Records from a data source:
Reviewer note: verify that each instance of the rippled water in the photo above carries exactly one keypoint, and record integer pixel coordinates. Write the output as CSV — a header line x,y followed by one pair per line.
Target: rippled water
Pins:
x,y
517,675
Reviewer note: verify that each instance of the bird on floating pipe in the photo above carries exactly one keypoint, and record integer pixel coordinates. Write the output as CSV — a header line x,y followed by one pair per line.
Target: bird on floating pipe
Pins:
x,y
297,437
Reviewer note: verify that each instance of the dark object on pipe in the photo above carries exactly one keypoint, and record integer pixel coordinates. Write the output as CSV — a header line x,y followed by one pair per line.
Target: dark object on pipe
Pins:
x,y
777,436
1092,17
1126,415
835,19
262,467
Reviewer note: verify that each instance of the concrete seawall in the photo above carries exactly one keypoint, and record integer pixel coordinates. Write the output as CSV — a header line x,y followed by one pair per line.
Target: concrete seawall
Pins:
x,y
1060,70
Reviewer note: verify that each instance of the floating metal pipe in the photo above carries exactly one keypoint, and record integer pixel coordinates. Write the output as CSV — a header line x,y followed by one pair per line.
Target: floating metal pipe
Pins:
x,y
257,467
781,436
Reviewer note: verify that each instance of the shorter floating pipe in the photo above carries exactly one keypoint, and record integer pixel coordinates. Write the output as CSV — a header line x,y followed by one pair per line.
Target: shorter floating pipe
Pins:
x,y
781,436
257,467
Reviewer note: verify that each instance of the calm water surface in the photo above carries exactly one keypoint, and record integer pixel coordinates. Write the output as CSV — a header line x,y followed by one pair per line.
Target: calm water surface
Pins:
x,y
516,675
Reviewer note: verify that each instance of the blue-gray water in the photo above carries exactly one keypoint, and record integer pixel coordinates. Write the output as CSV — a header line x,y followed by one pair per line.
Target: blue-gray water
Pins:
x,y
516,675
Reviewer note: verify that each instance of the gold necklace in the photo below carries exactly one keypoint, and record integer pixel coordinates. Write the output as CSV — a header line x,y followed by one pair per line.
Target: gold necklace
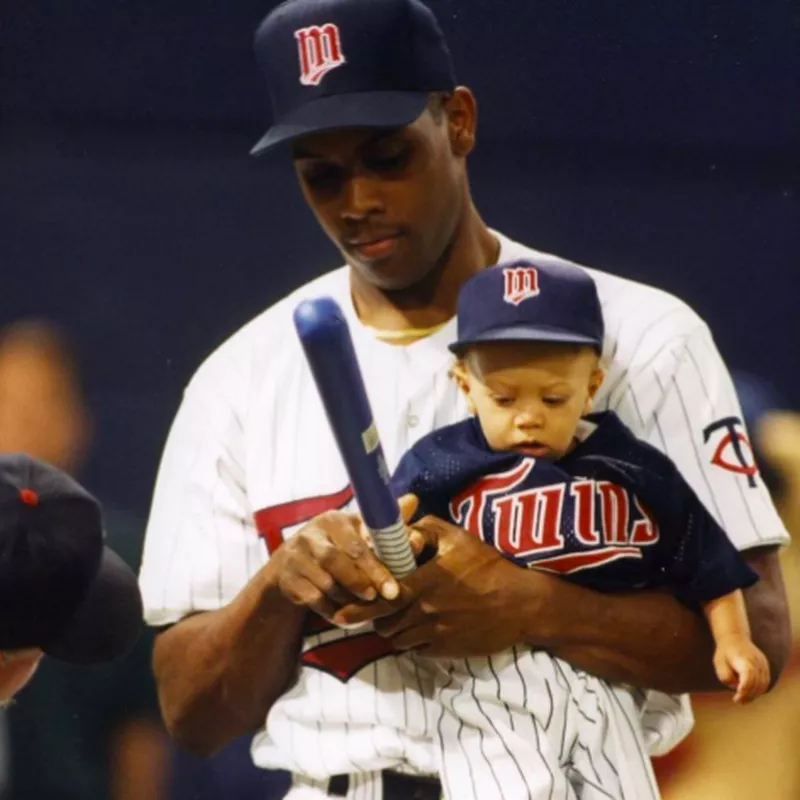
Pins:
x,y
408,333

==

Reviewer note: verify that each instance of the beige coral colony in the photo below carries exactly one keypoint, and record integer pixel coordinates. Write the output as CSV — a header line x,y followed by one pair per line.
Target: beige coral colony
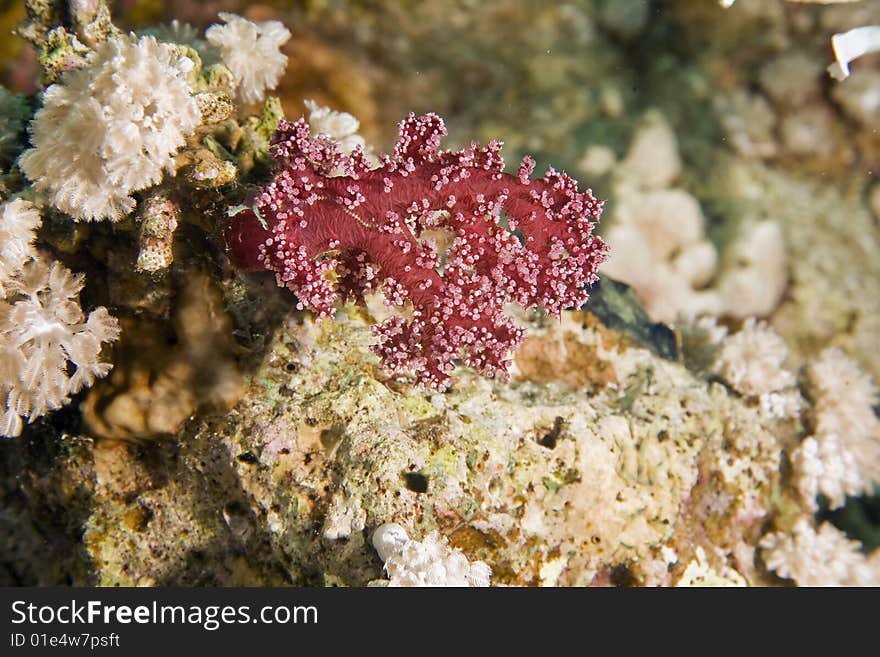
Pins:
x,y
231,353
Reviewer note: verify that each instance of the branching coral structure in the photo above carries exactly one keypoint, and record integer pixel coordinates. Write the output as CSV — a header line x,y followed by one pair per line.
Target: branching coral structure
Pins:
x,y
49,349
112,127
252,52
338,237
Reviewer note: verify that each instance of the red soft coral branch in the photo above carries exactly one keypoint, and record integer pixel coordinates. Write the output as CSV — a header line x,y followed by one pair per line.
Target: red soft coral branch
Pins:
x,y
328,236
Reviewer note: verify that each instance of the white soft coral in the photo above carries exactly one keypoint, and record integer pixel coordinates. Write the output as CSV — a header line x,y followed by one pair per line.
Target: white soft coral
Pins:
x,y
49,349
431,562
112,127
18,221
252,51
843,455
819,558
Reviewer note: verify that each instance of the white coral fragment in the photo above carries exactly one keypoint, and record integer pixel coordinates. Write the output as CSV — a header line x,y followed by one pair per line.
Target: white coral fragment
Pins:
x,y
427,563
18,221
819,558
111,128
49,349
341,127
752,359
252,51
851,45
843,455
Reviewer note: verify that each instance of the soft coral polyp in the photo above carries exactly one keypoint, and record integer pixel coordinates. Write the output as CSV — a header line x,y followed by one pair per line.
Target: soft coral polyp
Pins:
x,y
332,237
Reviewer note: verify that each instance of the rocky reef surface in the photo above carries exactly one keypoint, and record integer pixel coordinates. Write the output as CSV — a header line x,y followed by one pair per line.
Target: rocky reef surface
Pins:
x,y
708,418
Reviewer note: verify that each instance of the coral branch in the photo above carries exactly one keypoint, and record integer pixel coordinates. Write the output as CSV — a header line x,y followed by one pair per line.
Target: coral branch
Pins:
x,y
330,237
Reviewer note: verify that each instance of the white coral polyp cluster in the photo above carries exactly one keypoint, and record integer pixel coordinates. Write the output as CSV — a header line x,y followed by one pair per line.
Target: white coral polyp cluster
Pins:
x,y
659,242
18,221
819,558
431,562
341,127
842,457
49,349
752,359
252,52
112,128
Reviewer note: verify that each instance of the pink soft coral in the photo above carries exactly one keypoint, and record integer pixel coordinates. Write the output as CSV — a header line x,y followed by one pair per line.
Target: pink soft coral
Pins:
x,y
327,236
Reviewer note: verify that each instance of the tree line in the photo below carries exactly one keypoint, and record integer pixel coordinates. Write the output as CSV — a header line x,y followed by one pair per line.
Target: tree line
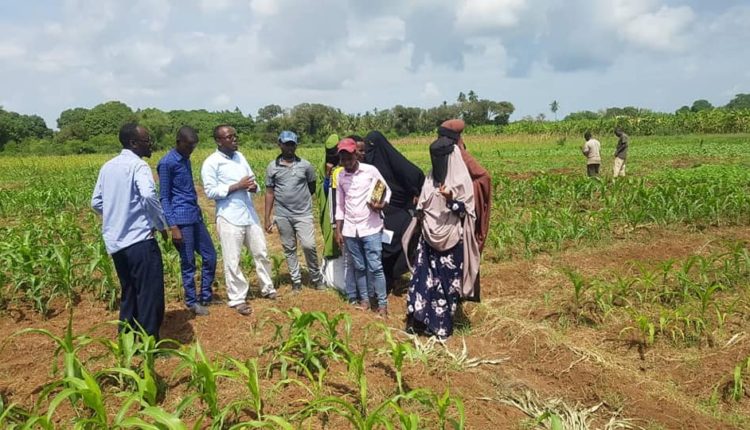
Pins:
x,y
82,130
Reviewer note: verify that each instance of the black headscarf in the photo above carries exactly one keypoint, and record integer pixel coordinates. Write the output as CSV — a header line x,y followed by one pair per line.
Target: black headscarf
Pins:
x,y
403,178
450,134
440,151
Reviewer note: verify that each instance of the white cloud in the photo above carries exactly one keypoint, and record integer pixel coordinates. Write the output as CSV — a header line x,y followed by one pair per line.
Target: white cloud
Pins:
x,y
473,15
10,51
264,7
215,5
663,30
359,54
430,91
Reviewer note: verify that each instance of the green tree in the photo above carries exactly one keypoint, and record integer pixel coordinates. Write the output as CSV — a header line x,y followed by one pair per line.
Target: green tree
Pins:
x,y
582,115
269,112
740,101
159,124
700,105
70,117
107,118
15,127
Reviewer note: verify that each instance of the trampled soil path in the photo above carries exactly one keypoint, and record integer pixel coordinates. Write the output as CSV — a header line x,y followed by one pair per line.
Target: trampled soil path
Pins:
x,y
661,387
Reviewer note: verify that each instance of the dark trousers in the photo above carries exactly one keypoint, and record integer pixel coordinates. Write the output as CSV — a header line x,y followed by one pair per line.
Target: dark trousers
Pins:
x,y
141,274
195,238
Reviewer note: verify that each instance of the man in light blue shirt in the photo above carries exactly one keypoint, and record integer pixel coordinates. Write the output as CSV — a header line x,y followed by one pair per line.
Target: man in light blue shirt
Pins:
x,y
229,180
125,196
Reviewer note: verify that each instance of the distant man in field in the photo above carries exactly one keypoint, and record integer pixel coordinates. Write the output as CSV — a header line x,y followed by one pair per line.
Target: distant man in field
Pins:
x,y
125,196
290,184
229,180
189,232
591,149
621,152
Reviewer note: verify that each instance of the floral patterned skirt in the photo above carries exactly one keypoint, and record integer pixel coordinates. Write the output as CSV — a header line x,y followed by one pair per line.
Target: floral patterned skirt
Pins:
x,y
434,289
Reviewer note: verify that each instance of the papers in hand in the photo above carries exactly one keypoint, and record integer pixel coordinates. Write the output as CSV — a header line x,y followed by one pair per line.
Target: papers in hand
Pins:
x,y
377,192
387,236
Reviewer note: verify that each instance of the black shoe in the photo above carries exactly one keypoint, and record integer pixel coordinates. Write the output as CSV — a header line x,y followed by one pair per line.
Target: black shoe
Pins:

* * *

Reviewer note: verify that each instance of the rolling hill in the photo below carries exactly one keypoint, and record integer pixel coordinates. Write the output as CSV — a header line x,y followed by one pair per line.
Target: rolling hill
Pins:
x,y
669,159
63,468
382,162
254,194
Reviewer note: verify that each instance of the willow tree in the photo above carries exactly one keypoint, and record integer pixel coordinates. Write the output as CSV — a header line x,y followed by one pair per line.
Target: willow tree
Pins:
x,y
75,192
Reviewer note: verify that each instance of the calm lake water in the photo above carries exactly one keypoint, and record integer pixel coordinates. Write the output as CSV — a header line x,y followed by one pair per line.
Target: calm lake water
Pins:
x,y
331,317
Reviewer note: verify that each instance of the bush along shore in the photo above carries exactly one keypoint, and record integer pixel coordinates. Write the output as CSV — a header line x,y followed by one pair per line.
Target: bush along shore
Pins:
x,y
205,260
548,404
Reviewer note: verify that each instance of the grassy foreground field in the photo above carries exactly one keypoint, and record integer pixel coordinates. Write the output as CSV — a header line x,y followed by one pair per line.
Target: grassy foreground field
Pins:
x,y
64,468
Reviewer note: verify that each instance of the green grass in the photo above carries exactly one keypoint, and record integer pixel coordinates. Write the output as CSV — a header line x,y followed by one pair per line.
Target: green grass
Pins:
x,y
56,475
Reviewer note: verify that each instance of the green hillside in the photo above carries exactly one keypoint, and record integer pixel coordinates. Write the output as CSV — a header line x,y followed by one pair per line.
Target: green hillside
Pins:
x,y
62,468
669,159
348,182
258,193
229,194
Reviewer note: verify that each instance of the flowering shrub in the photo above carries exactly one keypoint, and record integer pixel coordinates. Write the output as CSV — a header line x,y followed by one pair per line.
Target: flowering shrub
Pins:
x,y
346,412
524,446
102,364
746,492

◆ **Instruction**: How many lines of the records above contain the word "cluster"? Give only the number.

◆ **Result**: 2